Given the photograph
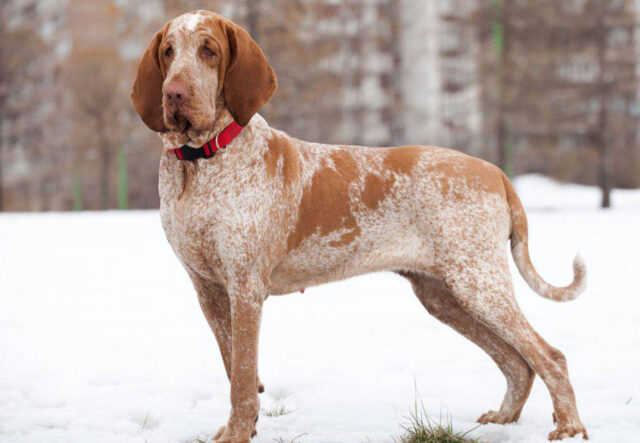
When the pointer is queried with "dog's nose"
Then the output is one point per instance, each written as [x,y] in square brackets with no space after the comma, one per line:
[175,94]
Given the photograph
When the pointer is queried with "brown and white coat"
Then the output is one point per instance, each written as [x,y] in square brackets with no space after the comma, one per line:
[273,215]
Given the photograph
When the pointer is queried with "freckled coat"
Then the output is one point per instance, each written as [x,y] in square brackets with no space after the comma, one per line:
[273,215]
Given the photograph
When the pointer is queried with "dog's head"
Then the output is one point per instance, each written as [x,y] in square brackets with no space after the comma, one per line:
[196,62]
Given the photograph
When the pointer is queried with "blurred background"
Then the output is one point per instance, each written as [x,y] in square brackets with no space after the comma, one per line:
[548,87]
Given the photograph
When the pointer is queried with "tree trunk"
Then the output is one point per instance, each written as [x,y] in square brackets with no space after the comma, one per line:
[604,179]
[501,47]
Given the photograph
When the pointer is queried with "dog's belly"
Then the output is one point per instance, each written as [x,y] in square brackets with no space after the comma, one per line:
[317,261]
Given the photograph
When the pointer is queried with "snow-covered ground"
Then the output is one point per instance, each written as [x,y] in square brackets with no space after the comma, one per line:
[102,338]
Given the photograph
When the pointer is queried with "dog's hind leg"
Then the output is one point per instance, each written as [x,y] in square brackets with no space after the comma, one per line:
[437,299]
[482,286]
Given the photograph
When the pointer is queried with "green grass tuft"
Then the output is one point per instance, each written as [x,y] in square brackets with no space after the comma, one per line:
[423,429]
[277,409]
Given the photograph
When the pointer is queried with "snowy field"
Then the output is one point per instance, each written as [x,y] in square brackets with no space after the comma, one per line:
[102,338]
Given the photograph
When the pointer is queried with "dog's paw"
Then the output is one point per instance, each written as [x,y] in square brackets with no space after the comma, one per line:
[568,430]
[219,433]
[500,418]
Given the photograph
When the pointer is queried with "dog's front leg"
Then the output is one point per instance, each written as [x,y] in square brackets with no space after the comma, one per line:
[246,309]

- - -

Exercise task:
Please find each line in the material above that contains the word "coat" and copy those lines out.

Solution below:
When the pointer is queried with "brown and white coat"
When the pointer is queried with "freckled coat"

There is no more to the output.